### Extract:
For years we would be part of the annual Hiroshima/Nagasaki commemoration, organized by the Institute for Global Education. The picture here above, is from Barb Lester, who was part of the Nuclear Freeze Campaign in the 1980s in Grand Rapids, at an event on Calder Plaza on August 6th.
I remember one action we did in 1985 on August 6th. There used to be a US Army Recruiting Center at the east end of the Monroe Mall in downtown Grand Rapids. We obtained ground rubber, something that was used for outdoor dancing so that people wouldn’t slip on the surface. Some of us laid down on the ground and then others would pour the ground up rubber around us, leaving the outline of a body. This is what people saw in Hiroshima and Nagasaki, since it was all that was left of the humans that were incinerated at ground zero.
The following year, there was a campaign to close the Strategic Air Command US Military base near Oscoda, Michigan. This base had nuclear weapons on it and would always have B 52 airplanes flying with nuclear weapons so that if the US was attacked, the US would still have nuclear weapons that were not destroyed. This, of course, was sheer madness, so our house became part of the resistance to shut down the base.

### What is expected:
Rewrite the stretch of the Hiroshima/Nagasaki commemoration text from "For years we" through "at ground zero.", substituting "Recruitment Office" for "Recruiting Center".

### Data provided:
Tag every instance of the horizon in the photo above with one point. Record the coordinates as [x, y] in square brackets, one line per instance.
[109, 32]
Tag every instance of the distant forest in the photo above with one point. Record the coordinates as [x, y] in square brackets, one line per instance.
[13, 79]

...

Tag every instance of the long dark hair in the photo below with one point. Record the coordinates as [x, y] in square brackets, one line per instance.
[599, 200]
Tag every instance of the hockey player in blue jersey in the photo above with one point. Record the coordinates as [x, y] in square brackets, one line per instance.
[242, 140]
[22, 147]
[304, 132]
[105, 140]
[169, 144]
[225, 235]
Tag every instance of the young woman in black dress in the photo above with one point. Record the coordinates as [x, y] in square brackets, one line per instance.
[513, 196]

### Solution:
For years we would be part of the annual Hiroshima/Nagasaki commemoration, organized by the Institute for Global Education. The picture here above, is from Barb Lester, who was part of the Nuclear Freeze Campaign in the 1980s in Grand Rapids, at an event on Calder Plaza on August 6th.
I remember one action we did in 1985 on August 6th. There used to be a US Army Recruitment Office at the east end of the Monroe Mall in downtown Grand Rapids. We obtained ground rubber, something that was used for outdoor dancing so that people wouldn’t slip on the surface. Some of us laid down on the ground and then others would pour the ground up rubber around us, leaving the outline of a body. This is what people saw in Hiroshima and Nagasaki, since it was all that was left of the humans that were incinerated at ground zero.